-- RECORD SET --
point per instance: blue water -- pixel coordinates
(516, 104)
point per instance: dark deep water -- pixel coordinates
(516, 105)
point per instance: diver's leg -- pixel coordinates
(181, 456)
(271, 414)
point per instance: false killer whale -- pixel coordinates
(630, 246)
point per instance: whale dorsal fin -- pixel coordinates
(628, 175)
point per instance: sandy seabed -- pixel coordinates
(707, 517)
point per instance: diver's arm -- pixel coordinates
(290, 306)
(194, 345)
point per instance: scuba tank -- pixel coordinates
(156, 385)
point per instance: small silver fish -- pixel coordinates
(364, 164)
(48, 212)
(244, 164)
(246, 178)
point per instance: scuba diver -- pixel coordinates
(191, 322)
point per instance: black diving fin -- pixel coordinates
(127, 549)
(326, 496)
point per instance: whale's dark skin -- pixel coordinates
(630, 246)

-- SET PROBLEM --
Reproduce each line of the listing above verbatim, from the first line to the last.

-- ANSWER IN FULL --
point per instance: blue water -- pixel coordinates
(516, 104)
point per instance: dark deep water -- pixel coordinates
(516, 105)
point per instance: diver's leg -- pixel coordinates
(181, 456)
(271, 414)
point per instance: false killer whale -- pixel coordinates
(630, 246)
point per instance: whale dorsal fin -- pixel coordinates
(628, 175)
point per instance: sandy seabed -- pixel coordinates
(707, 517)
point per instance: diver's arm -- pixel coordinates
(290, 306)
(194, 345)
point per instance: scuba tank -- pixel coordinates
(156, 385)
point per instance: small silver fish -- pixel coordinates
(364, 164)
(48, 212)
(244, 164)
(246, 178)
point per instance: scuba diver -- pixel coordinates
(191, 322)
point per instance: black diving fin -- pixel coordinates
(127, 549)
(326, 496)
point per instance: whale's dark skin -- pixel coordinates
(630, 246)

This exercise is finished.